**WHAT TO PRODUCE**
Reproduce the lines from the line with "Accessibility service: describe the location of pink sports" up to and including the line with "157,446 -> 202,494", switching "visually impaired" to "low-vision" and leaving everything else unchanged.

**TASK DATA**
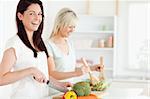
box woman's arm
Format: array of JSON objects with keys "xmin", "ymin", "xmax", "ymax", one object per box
[
  {"xmin": 48, "ymin": 56, "xmax": 83, "ymax": 80},
  {"xmin": 0, "ymin": 48, "xmax": 45, "ymax": 86}
]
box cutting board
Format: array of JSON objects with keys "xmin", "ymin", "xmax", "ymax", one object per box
[{"xmin": 52, "ymin": 91, "xmax": 105, "ymax": 99}]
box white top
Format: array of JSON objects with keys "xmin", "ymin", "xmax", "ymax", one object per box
[
  {"xmin": 45, "ymin": 40, "xmax": 76, "ymax": 95},
  {"xmin": 46, "ymin": 39, "xmax": 76, "ymax": 82},
  {"xmin": 6, "ymin": 35, "xmax": 48, "ymax": 99}
]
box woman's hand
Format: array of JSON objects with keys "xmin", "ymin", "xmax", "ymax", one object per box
[
  {"xmin": 91, "ymin": 64, "xmax": 104, "ymax": 72},
  {"xmin": 31, "ymin": 67, "xmax": 47, "ymax": 83}
]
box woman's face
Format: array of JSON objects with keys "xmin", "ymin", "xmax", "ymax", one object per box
[
  {"xmin": 61, "ymin": 25, "xmax": 75, "ymax": 37},
  {"xmin": 18, "ymin": 4, "xmax": 42, "ymax": 32}
]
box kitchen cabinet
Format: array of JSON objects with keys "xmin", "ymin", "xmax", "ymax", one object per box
[{"xmin": 71, "ymin": 15, "xmax": 116, "ymax": 78}]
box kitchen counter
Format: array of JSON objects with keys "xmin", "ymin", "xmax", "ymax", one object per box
[{"xmin": 47, "ymin": 82, "xmax": 150, "ymax": 99}]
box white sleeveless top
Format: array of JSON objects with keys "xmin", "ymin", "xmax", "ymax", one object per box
[
  {"xmin": 45, "ymin": 39, "xmax": 76, "ymax": 95},
  {"xmin": 45, "ymin": 40, "xmax": 76, "ymax": 81},
  {"xmin": 6, "ymin": 35, "xmax": 49, "ymax": 99}
]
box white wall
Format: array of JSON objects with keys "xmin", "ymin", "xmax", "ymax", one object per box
[{"xmin": 0, "ymin": 0, "xmax": 114, "ymax": 99}]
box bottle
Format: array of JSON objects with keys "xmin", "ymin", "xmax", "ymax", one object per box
[
  {"xmin": 107, "ymin": 36, "xmax": 113, "ymax": 48},
  {"xmin": 99, "ymin": 39, "xmax": 105, "ymax": 48}
]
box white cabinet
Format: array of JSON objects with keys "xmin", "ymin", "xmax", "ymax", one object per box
[{"xmin": 71, "ymin": 15, "xmax": 116, "ymax": 78}]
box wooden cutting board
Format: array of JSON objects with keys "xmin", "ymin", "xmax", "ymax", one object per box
[
  {"xmin": 52, "ymin": 92, "xmax": 104, "ymax": 99},
  {"xmin": 52, "ymin": 95, "xmax": 63, "ymax": 99}
]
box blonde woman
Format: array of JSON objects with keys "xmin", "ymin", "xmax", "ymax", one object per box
[
  {"xmin": 46, "ymin": 8, "xmax": 100, "ymax": 82},
  {"xmin": 0, "ymin": 0, "xmax": 69, "ymax": 99}
]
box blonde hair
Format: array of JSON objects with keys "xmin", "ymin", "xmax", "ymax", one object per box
[{"xmin": 50, "ymin": 8, "xmax": 78, "ymax": 38}]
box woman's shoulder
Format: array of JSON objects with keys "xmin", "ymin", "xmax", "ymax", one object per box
[
  {"xmin": 7, "ymin": 35, "xmax": 20, "ymax": 43},
  {"xmin": 5, "ymin": 35, "xmax": 21, "ymax": 48}
]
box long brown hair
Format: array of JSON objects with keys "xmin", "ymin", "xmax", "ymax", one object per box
[{"xmin": 16, "ymin": 0, "xmax": 49, "ymax": 57}]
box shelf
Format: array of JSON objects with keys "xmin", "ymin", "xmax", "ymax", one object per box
[
  {"xmin": 74, "ymin": 30, "xmax": 114, "ymax": 34},
  {"xmin": 76, "ymin": 48, "xmax": 113, "ymax": 51}
]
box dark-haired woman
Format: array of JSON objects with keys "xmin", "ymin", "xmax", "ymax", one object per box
[{"xmin": 0, "ymin": 0, "xmax": 68, "ymax": 99}]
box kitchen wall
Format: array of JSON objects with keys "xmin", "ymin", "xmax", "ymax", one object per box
[{"xmin": 0, "ymin": 0, "xmax": 147, "ymax": 99}]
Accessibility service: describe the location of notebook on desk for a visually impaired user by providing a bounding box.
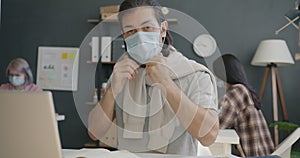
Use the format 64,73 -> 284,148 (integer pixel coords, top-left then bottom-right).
0,91 -> 62,158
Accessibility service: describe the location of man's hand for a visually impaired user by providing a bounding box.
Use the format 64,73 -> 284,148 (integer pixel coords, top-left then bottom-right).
146,53 -> 172,85
111,55 -> 139,96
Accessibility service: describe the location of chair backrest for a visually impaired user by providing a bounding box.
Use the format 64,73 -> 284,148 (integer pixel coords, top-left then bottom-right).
272,128 -> 300,158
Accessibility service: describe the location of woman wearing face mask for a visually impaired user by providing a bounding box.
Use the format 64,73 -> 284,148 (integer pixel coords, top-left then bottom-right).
0,58 -> 42,91
88,0 -> 219,155
213,54 -> 274,157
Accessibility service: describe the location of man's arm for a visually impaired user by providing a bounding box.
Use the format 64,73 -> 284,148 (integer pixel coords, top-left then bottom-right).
88,87 -> 115,140
162,80 -> 219,146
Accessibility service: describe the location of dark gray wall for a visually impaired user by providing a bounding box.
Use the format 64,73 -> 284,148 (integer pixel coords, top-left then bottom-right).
0,0 -> 300,148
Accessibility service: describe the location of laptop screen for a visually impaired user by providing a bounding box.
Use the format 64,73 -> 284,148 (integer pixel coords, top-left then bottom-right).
0,91 -> 62,158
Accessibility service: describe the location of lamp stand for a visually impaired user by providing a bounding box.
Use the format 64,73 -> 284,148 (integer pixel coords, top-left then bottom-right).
259,63 -> 288,146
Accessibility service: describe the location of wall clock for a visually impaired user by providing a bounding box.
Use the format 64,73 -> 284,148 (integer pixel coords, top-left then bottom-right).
193,34 -> 217,57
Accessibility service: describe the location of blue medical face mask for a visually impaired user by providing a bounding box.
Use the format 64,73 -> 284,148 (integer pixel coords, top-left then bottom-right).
217,80 -> 225,88
125,31 -> 162,64
8,75 -> 25,86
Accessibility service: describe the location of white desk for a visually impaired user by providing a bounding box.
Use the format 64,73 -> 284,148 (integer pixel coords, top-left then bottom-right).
62,149 -> 237,158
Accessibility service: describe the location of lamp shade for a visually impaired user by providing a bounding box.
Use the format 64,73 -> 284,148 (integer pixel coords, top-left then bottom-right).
251,39 -> 294,66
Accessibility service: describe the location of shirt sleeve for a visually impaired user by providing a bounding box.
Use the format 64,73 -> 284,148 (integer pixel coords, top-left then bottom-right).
179,71 -> 218,110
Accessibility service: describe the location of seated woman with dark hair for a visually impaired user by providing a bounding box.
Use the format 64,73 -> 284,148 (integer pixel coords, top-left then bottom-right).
0,58 -> 42,91
213,54 -> 274,157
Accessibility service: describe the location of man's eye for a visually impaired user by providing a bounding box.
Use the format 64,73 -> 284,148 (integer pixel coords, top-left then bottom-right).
126,30 -> 135,34
143,26 -> 153,31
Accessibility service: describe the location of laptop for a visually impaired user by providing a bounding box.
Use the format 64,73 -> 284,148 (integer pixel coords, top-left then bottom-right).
0,91 -> 62,158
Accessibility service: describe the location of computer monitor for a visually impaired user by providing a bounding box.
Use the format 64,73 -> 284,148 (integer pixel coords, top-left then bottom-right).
0,91 -> 62,158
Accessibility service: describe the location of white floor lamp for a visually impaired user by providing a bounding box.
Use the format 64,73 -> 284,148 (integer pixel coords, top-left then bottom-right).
251,39 -> 294,145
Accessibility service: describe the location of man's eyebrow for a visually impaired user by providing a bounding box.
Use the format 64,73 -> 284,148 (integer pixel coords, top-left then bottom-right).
140,20 -> 152,25
123,20 -> 156,28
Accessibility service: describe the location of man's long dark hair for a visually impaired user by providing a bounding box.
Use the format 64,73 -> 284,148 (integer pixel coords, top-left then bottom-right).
213,54 -> 261,110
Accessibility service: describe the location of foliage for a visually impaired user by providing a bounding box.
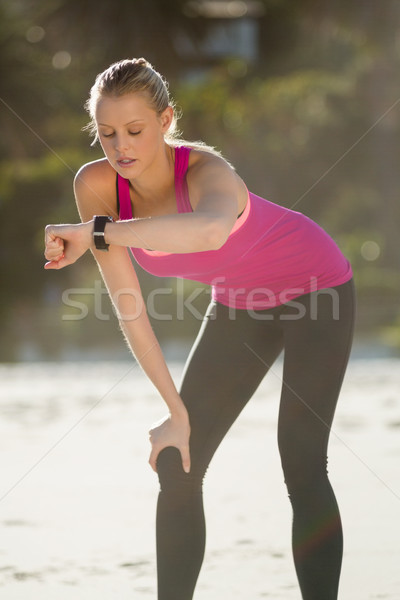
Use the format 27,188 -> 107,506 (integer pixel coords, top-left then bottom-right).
0,0 -> 400,360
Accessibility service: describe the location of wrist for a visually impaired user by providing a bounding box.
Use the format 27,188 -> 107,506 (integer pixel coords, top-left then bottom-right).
169,399 -> 189,422
92,215 -> 113,251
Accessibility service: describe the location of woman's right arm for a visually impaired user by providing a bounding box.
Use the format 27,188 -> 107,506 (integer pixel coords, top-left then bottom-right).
74,161 -> 190,472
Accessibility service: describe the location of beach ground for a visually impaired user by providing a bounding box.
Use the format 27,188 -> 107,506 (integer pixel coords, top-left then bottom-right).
0,358 -> 400,600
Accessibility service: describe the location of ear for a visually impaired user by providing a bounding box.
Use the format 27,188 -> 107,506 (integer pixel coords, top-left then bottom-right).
160,106 -> 174,133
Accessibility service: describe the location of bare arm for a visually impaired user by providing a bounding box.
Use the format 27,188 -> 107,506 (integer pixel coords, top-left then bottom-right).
46,156 -> 243,269
44,161 -> 190,471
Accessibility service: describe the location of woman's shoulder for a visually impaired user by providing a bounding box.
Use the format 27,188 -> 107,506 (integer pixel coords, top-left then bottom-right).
74,158 -> 117,217
75,158 -> 116,184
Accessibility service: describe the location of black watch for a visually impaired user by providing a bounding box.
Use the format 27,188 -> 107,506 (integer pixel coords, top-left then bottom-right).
93,215 -> 113,250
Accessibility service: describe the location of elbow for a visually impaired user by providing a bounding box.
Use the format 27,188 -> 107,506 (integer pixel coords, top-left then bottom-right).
204,219 -> 231,250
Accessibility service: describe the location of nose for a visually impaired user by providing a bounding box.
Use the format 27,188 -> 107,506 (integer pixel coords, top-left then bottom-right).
115,134 -> 129,152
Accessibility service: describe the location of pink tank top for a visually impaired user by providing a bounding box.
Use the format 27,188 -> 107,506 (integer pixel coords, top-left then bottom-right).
118,146 -> 352,310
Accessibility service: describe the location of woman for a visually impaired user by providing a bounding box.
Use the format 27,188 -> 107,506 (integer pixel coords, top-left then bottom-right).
45,59 -> 354,600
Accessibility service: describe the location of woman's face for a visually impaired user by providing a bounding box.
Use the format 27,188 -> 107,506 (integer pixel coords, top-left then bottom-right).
95,93 -> 172,179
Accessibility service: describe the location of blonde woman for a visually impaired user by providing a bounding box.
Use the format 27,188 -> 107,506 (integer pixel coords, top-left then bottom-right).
45,58 -> 354,600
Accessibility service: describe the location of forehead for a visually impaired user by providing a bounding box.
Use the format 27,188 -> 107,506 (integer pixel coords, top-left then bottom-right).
95,93 -> 156,125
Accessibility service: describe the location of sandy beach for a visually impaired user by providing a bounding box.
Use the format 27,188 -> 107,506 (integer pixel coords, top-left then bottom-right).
0,357 -> 400,600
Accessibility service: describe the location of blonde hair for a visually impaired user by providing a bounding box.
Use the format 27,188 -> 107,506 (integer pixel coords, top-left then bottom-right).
84,58 -> 221,156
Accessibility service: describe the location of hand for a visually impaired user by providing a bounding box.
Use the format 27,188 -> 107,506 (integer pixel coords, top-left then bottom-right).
149,415 -> 190,473
44,221 -> 93,269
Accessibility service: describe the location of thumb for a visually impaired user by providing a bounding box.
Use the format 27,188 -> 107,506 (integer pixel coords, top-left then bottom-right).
180,446 -> 191,473
149,448 -> 158,473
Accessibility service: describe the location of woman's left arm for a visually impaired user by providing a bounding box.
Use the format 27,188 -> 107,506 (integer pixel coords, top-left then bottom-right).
105,156 -> 239,254
46,156 -> 239,269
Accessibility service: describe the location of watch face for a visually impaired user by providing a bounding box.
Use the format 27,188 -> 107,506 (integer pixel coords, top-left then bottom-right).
93,215 -> 112,250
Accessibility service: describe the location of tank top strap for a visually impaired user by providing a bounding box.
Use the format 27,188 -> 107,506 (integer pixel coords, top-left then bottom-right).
175,146 -> 193,213
117,173 -> 132,221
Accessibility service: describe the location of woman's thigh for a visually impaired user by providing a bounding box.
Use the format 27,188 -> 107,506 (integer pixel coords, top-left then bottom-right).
181,303 -> 283,474
278,281 -> 354,480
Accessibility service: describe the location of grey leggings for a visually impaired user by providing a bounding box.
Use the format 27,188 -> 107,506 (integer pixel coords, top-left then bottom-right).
157,281 -> 354,600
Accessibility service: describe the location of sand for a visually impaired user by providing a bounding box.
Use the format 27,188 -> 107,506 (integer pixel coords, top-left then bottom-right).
0,358 -> 400,600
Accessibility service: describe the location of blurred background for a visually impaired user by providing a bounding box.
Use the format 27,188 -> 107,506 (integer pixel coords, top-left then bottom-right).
0,0 -> 400,362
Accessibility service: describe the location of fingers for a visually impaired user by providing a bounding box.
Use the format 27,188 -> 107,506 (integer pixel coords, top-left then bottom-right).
149,448 -> 159,473
149,446 -> 191,473
179,446 -> 190,473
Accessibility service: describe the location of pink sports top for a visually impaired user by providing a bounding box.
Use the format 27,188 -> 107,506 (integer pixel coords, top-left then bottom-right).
117,146 -> 352,310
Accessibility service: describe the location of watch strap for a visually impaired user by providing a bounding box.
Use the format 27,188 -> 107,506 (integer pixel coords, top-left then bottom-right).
93,215 -> 113,250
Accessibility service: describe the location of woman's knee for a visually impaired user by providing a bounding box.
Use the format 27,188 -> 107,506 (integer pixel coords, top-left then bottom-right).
157,446 -> 202,494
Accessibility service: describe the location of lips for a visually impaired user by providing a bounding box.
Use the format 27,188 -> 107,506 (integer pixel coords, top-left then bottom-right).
117,157 -> 136,168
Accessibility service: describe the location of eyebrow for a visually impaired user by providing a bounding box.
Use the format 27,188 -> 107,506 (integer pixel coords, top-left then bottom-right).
98,119 -> 144,127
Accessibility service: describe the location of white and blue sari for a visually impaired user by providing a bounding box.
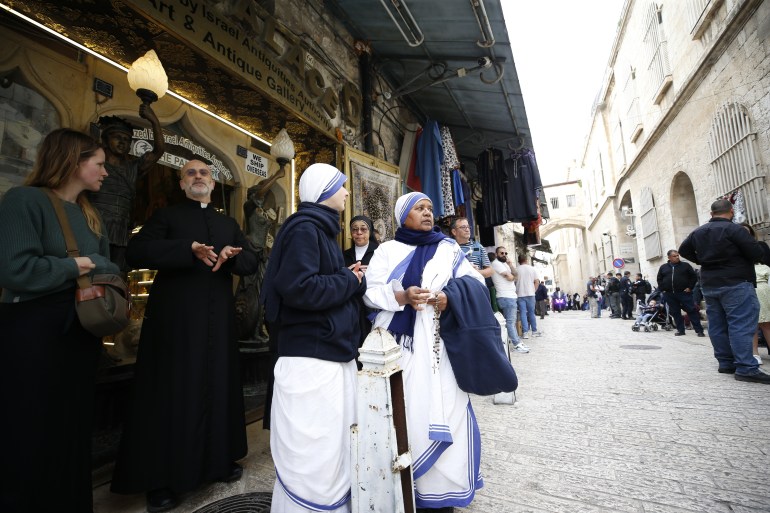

**RESULT OF THE EXERCISE**
Accessibility service: describe the location of pink sports top for a low-vision user by providing a bounding box.
Use the format 27,188 -> 107,506 (integer pixel coords, top-left then bottom-right).
117,146 -> 352,310
Accessibility service: describe the location of watch strap for a low-vision user by providing a bounding box.
Use the format 27,188 -> 107,506 (integer pixel coords, top-left then bottom-right).
93,215 -> 113,250
Accessibility service: describe the location of woman's knee for a low-vision user by providing a bounding box.
Use the format 27,188 -> 107,506 (integer pixel coords, top-left then bottom-right).
157,446 -> 202,494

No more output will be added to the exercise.